▸ Directions for this task
Reproduce exactly the lines from the one containing "of the fence" through the last line of the records below, both included, and nothing else.

----------

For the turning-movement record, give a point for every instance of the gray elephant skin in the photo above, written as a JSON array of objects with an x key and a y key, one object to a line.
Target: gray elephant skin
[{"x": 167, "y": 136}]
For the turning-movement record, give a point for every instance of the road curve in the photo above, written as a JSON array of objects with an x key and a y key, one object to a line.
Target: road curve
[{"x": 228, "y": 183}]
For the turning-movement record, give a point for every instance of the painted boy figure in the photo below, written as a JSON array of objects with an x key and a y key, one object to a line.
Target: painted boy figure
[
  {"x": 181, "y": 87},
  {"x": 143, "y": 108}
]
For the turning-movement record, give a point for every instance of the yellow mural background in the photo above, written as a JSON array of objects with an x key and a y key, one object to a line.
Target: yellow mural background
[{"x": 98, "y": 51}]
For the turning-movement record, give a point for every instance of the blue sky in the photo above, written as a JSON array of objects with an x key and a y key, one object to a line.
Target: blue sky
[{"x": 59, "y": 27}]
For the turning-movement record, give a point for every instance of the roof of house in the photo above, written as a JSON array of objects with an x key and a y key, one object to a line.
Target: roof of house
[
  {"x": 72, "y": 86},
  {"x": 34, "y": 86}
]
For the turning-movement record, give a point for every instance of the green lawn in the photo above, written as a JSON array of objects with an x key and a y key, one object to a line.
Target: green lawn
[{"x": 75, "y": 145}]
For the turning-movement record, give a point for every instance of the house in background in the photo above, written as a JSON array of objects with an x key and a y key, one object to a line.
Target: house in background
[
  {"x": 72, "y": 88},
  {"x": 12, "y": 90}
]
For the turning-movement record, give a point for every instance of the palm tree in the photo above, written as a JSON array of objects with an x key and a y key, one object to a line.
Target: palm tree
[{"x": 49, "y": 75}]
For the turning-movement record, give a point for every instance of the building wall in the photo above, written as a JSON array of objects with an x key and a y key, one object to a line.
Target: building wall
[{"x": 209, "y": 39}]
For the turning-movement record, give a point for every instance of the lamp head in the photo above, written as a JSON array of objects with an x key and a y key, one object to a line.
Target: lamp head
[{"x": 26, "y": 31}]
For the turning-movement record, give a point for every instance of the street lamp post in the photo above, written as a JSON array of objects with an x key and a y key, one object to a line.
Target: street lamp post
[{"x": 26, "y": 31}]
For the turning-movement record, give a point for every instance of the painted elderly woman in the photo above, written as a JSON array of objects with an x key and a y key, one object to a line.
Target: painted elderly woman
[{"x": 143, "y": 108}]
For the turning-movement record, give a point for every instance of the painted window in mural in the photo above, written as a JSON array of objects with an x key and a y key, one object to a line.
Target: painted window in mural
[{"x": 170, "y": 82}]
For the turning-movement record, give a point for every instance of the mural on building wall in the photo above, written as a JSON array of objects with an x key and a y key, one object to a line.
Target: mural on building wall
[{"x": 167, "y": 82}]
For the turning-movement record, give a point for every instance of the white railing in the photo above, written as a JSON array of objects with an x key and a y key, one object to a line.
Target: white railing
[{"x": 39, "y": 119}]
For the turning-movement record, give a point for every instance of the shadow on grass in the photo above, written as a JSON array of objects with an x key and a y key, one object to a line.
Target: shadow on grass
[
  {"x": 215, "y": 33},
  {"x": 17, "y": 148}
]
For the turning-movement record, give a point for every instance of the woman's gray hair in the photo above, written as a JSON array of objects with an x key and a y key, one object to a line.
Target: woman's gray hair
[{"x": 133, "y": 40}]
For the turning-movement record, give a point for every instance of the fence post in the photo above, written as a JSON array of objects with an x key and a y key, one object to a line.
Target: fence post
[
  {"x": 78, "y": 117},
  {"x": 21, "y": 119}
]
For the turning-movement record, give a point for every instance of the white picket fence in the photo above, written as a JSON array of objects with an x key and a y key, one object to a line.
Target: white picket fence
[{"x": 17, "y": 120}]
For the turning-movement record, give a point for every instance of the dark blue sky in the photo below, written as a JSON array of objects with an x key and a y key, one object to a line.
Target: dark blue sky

----------

▸ Result
For the turning-movement record, give a point for every instance of the fence post in the photo above, written as a JSON array of objects with an x key and a y key, one object to a line.
Target: fence post
[
  {"x": 78, "y": 117},
  {"x": 21, "y": 119}
]
For the turning-movement record, give a point for every instance of the white picket fence in the photo above, written as a JSON array of objects with an x key and a y key, one object to a line.
Target: white picket fence
[{"x": 17, "y": 120}]
For the turning-movement record, give a point for every instance of the dark blue sky in the photo below, written as a JSON array of objects with an x key and a y key, one object to a line.
Target: dark blue sky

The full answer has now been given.